Yang Diminta =>
Tulis kembali seluruh entri di bawah ini apa adanya, tetapi jangan sertakan gambarnya.
——————————
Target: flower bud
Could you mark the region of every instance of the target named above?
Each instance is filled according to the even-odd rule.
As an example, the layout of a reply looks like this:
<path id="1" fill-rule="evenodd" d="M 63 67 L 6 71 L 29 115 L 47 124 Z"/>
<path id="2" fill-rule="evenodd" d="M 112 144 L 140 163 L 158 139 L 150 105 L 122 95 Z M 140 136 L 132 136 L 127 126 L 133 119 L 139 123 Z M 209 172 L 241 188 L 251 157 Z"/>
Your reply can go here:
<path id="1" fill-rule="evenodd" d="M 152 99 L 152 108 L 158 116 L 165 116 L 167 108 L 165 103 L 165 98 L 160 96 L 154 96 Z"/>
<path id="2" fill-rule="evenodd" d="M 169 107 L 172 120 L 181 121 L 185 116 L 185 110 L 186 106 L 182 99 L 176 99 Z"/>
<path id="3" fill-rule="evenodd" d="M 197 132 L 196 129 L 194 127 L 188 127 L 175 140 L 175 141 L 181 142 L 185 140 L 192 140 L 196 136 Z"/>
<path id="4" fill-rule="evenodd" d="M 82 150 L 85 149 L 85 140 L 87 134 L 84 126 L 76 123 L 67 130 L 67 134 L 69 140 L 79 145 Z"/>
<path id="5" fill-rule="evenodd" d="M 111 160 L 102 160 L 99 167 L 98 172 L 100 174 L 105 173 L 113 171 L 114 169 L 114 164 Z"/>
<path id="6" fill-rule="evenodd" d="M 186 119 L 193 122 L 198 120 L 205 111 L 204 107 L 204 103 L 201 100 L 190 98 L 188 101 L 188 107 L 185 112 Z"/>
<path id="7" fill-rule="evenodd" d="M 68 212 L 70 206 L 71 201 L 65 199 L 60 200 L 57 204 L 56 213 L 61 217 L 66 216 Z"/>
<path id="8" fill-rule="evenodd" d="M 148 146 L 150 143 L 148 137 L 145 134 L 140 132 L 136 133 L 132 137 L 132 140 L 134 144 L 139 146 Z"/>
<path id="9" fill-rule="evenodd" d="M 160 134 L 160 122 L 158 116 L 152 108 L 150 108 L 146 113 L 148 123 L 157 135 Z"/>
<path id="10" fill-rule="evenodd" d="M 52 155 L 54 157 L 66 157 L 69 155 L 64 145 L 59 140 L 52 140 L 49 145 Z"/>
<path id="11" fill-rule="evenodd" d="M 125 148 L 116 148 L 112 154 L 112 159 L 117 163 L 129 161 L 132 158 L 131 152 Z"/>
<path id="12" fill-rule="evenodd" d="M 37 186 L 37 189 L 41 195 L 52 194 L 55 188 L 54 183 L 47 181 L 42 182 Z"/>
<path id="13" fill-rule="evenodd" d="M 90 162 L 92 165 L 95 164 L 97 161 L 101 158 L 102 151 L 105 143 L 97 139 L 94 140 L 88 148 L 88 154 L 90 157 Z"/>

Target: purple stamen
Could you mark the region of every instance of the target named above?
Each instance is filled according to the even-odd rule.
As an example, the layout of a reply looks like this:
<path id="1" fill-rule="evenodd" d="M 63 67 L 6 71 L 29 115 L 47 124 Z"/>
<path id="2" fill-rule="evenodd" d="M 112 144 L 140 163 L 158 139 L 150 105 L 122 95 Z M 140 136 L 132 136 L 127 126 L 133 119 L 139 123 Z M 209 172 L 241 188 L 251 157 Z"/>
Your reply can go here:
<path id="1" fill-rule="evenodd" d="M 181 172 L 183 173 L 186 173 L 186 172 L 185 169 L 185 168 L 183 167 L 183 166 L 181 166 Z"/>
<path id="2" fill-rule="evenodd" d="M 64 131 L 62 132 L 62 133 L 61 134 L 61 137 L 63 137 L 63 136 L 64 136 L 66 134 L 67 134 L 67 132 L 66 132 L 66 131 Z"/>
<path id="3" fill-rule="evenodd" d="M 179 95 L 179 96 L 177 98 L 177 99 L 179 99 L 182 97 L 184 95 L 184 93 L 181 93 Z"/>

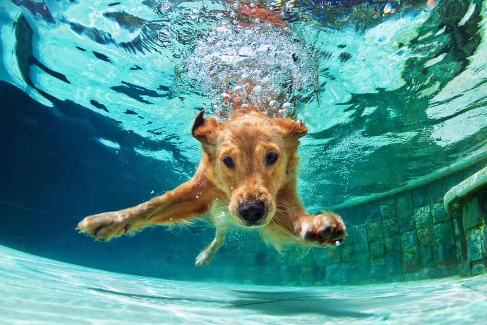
——————————
Hasil Latihan =>
Target: flower bud
Could you mark the region of every instance of the target named above?
Each instance is filled according to the even-odd rule.
As an example, the layout of a reply looks like this:
<path id="1" fill-rule="evenodd" d="M 63 67 L 6 71 L 29 115 L 47 124 Z"/>
<path id="2" fill-rule="evenodd" d="M 112 144 L 140 163 L 158 139 L 150 105 L 122 95 Z M 140 136 L 132 136 L 127 126 L 133 119 L 139 123 Z M 209 172 L 241 188 L 251 157 Z"/>
Your reply can go here:
<path id="1" fill-rule="evenodd" d="M 152 99 L 152 108 L 158 116 L 165 116 L 167 108 L 165 103 L 165 98 L 160 96 L 154 96 Z"/>
<path id="2" fill-rule="evenodd" d="M 169 107 L 172 120 L 181 121 L 185 116 L 185 110 L 186 106 L 182 99 L 176 99 Z"/>
<path id="3" fill-rule="evenodd" d="M 197 132 L 196 129 L 194 127 L 188 127 L 175 140 L 175 141 L 181 142 L 185 140 L 192 140 L 196 136 Z"/>
<path id="4" fill-rule="evenodd" d="M 82 150 L 85 149 L 85 140 L 87 134 L 84 126 L 76 123 L 67 130 L 67 134 L 69 140 L 79 145 Z"/>
<path id="5" fill-rule="evenodd" d="M 111 160 L 102 160 L 99 167 L 98 172 L 100 174 L 105 173 L 113 171 L 114 169 L 114 164 Z"/>
<path id="6" fill-rule="evenodd" d="M 186 119 L 193 122 L 198 120 L 205 111 L 204 107 L 204 103 L 201 100 L 190 98 L 188 101 L 188 107 L 185 112 Z"/>
<path id="7" fill-rule="evenodd" d="M 68 212 L 70 206 L 71 201 L 65 199 L 60 200 L 57 204 L 56 213 L 61 217 L 66 216 Z"/>
<path id="8" fill-rule="evenodd" d="M 148 146 L 150 143 L 148 137 L 145 134 L 140 132 L 136 133 L 132 137 L 132 140 L 134 144 L 139 146 Z"/>
<path id="9" fill-rule="evenodd" d="M 160 134 L 160 122 L 158 116 L 152 108 L 150 108 L 146 113 L 148 123 L 157 135 Z"/>
<path id="10" fill-rule="evenodd" d="M 52 155 L 54 157 L 66 157 L 69 155 L 64 145 L 59 140 L 52 140 L 49 145 Z"/>
<path id="11" fill-rule="evenodd" d="M 125 148 L 116 148 L 112 154 L 112 159 L 117 163 L 129 161 L 132 158 L 131 152 Z"/>
<path id="12" fill-rule="evenodd" d="M 37 186 L 37 189 L 41 195 L 52 194 L 55 188 L 54 183 L 47 181 L 42 182 Z"/>
<path id="13" fill-rule="evenodd" d="M 90 162 L 92 165 L 95 164 L 97 161 L 101 158 L 102 151 L 105 143 L 97 139 L 94 140 L 88 148 L 88 154 L 90 157 Z"/>

Target: purple stamen
Could you mark the region of every instance of the target named above?
Each instance is filled according to the even-odd rule.
As an example, the layout of a reply looks like this:
<path id="1" fill-rule="evenodd" d="M 63 67 L 6 71 L 29 115 L 47 124 Z"/>
<path id="2" fill-rule="evenodd" d="M 112 144 L 140 163 L 158 139 L 150 105 L 122 95 Z M 140 136 L 132 136 L 127 126 L 133 119 L 139 123 Z M 209 172 L 241 188 L 251 157 Z"/>
Your reply can go here:
<path id="1" fill-rule="evenodd" d="M 181 172 L 183 173 L 186 173 L 186 172 L 185 169 L 185 168 L 183 167 L 183 166 L 181 166 Z"/>
<path id="2" fill-rule="evenodd" d="M 64 131 L 62 132 L 62 133 L 61 134 L 61 137 L 63 137 L 63 136 L 64 136 L 66 134 L 67 134 L 67 132 L 66 132 L 66 131 Z"/>
<path id="3" fill-rule="evenodd" d="M 179 95 L 179 96 L 177 98 L 177 99 L 179 99 L 182 97 L 184 95 L 184 93 L 181 93 Z"/>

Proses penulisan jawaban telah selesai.